>>>

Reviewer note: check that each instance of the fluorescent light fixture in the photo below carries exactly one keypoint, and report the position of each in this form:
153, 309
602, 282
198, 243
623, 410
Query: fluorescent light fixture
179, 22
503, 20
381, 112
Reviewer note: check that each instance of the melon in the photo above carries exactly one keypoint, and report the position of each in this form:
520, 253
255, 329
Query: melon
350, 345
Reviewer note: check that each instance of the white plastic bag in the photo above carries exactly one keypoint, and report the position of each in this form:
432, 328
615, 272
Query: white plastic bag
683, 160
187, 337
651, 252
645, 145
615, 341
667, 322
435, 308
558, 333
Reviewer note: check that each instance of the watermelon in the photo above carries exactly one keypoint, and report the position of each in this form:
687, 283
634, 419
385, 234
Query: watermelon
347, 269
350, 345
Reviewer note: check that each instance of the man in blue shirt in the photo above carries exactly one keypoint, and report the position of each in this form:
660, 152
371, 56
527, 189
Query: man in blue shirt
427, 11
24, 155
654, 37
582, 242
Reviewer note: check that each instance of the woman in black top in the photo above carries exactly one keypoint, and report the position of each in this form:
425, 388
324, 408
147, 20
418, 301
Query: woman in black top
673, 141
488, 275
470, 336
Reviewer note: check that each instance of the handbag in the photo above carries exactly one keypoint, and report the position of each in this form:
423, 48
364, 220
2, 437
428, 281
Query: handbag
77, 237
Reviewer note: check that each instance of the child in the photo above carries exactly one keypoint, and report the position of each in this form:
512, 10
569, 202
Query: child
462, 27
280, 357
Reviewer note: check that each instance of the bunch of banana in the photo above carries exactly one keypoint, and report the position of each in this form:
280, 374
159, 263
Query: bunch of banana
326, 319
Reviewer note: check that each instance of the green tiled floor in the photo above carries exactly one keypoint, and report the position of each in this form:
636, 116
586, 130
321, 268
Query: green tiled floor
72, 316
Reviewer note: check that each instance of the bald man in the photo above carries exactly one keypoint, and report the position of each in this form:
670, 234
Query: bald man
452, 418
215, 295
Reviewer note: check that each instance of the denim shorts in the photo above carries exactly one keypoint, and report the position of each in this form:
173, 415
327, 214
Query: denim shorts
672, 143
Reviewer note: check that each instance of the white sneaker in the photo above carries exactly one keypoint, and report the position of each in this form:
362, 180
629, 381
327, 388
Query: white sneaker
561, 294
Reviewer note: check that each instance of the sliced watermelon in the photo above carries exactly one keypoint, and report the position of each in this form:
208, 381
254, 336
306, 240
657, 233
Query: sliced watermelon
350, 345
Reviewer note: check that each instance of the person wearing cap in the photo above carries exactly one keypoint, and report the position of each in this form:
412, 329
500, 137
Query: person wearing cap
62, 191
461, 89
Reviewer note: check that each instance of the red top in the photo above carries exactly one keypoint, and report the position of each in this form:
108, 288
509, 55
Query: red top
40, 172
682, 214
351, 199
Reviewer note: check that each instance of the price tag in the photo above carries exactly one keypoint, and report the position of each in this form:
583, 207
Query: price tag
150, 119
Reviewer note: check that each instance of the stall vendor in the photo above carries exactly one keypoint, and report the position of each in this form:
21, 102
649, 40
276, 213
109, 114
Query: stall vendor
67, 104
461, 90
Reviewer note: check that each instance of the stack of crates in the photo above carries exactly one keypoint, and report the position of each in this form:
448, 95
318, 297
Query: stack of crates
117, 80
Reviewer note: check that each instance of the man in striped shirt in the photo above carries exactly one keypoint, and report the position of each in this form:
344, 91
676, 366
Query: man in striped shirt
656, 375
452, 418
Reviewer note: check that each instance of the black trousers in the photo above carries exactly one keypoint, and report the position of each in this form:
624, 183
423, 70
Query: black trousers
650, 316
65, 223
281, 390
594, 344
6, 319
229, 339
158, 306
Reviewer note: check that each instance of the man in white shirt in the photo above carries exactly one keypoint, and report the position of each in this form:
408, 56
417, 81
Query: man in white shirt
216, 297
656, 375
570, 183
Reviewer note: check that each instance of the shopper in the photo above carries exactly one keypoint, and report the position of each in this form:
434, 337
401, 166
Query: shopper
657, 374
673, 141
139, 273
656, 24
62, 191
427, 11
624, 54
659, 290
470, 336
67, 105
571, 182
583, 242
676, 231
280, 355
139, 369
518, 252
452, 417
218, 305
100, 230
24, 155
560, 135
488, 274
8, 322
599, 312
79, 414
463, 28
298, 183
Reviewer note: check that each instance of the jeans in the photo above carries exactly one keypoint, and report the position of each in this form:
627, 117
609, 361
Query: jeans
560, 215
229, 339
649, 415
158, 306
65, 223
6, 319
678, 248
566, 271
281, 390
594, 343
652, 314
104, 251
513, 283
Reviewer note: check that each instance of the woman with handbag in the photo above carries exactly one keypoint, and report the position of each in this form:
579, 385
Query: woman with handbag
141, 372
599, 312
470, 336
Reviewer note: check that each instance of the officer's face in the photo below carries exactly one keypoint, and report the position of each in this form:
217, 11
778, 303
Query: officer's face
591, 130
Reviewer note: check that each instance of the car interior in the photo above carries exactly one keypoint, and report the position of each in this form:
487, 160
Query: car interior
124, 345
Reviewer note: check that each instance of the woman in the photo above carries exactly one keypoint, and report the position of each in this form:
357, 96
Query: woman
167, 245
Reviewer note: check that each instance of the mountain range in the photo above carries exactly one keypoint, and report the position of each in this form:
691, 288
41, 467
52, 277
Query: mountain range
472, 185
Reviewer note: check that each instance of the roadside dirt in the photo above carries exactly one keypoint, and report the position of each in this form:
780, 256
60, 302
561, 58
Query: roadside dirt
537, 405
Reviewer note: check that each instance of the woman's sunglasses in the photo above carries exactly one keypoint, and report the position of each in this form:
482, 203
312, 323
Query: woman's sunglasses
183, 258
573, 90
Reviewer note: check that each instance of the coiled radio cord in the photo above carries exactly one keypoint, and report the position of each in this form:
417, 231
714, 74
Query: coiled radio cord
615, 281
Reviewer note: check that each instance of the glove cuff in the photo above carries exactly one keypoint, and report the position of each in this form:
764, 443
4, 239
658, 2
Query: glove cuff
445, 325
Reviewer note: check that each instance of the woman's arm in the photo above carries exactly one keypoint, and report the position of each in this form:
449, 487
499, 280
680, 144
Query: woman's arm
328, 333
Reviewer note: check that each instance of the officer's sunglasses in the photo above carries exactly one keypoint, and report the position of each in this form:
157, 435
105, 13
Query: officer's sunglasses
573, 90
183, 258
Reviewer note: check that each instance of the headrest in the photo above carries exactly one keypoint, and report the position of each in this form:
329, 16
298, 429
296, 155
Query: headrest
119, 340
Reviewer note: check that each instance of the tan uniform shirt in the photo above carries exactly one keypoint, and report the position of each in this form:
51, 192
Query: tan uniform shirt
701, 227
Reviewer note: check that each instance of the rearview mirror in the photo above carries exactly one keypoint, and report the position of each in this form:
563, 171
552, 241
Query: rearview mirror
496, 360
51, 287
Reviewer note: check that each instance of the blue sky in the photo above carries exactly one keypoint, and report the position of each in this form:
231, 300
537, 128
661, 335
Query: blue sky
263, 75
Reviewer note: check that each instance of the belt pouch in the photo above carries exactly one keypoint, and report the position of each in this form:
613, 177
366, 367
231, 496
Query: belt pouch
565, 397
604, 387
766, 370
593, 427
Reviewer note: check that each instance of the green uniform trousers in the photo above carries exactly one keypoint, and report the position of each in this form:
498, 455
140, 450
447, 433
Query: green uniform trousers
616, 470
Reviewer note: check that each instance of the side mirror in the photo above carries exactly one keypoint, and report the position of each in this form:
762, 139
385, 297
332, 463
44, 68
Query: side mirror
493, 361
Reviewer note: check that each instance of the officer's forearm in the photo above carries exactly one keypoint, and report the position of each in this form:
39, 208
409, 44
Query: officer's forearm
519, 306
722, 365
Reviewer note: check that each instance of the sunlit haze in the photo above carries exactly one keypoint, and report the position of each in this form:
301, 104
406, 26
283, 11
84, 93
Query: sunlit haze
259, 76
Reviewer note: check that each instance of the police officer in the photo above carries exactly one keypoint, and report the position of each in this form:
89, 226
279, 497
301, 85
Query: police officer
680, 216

<<<

▶ _Task objective_: Each line holding "below" should be copied from the material above.

▶ _Answer to this problem_:
Reviewer note: check that each instance of the fluorescent light fixture in the photo below carries exactly one keypoint, and report the position of each in this form:
Reviewer note: check that each instance of the officer's face in the photo below carries exactly one keypoint, and report the position of each in this form:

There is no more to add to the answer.